- [Source extract]
--------

Powell, whose term as chair expires in May, signaled Wednesday that he is prepared to stay beyond that date if necessary. He told reporters that if Warsh is not confirmed by the Senate before his term ends, he would remain as Fed chair "pro tem" while the probe is unresolved. That statement, which Powell's staff later clarified was consistent with the Federal Reserve Act's provisions for holdover service, puts the White House in an uncomfortable position. The longer the investigation drags on, the longer Powell stays, and the harder it becomes to confirm his replacement.
This dynamic has not gone unnoticed on Capitol Hill. Senator Mike Rounds, a South Dakota Republican who sits on the Banking Committee, told reporters: "I support Kevin Warsh for the position, but I don't want history to record that we confirmed a Fed chair while the Justice Department was trying to push the last one out the door. That looks terrible." At least three other Republican senators have reportedly communicated similar concerns to the White House, according to Roll Call.

--------

- [Problems and tasks]
a – Condense the paragraph of the passage on the Fed chair succession that begins "This dynamic has not gone unnoticed" into a short bulleted list that keeps its main facts.
b – Pick up the passage on Powell and the Fed chair succession after its final sentence and continue it.

--------

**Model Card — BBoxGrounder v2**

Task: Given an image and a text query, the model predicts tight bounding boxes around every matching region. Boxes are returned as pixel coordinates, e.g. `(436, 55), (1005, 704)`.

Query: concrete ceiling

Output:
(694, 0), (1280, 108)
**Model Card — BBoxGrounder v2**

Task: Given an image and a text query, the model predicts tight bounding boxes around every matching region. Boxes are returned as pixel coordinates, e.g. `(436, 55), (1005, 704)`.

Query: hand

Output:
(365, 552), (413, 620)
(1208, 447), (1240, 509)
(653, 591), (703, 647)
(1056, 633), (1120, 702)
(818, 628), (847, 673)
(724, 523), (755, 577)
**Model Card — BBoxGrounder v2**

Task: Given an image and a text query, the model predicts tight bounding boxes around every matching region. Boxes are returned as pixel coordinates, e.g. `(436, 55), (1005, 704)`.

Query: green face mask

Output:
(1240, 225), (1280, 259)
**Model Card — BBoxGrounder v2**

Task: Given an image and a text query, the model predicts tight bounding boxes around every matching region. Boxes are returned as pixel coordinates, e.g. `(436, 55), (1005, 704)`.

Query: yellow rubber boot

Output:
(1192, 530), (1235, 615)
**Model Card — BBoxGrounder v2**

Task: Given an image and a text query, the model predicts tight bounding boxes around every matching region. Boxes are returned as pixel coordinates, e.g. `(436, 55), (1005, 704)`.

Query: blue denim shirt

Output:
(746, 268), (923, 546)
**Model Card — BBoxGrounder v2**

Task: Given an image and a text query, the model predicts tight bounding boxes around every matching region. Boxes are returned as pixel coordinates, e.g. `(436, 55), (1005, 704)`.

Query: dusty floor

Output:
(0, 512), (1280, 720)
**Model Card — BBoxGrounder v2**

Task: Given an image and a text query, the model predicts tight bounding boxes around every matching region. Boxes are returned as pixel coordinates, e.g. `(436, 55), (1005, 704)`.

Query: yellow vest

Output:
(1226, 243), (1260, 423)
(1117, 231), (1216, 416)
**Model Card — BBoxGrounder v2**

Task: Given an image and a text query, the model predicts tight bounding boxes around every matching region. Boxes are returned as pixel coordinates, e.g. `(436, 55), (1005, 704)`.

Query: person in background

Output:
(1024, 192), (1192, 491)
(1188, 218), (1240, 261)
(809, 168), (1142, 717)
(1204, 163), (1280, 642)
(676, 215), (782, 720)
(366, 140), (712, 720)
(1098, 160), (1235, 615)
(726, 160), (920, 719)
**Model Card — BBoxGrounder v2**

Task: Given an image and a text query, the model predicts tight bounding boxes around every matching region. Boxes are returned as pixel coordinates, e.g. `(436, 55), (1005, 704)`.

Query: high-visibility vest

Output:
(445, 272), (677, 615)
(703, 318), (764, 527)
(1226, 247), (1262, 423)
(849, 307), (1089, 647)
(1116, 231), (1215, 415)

--------

- [Outputs in order]
a –
- Senator Mike Rounds is a South Dakota Republican on the Banking Committee.
- He said he supports Kevin Warsh for the position.
- He does not want history to record a Fed chair confirmed while the Justice Department was trying to push the last one out the door, which he said "looks terrible."
- According to Roll Call, at least three other Republican senators have reportedly communicated similar concerns to the White House.

b –
What Changes
The DOJ's appeal will be argued before the D.C. Circuit within weeks, but the legal outcome is almost secondary to the institutional damage already done. Judge Boasberg's ruling gives Powell and the Fed a strong legal shield, and the appellate court is unlikely to reverse a finding that the government produced "essentially zero evidence" of criminal conduct. Even if Pirro somehow prevails on a procedural argument, the factual record is devastating for the prosecution.
The bigger question is what happens to the nomination process. If Republican senators continue to slow-walk Warsh's confirmation, the White House faces a choice: drop the investigation and clear the path for its own nominee, or continue the probe and risk having Powell serve as chair well into 2027. Based on the administration's public statements, the probe is unlikely to be dropped voluntarily, which means this standoff probably extends past the May deadline.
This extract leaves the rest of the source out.